> _The task_
The records below must be transcribed precisely and in full.

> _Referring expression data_
══════
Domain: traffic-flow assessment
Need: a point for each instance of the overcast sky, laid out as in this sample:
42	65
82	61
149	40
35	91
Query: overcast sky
══════
> _Task output_
Domain: traffic-flow assessment
Need: a point for each instance of the overcast sky, laid out as in this sample:
42	65
82	61
149	40
35	91
Query: overcast sky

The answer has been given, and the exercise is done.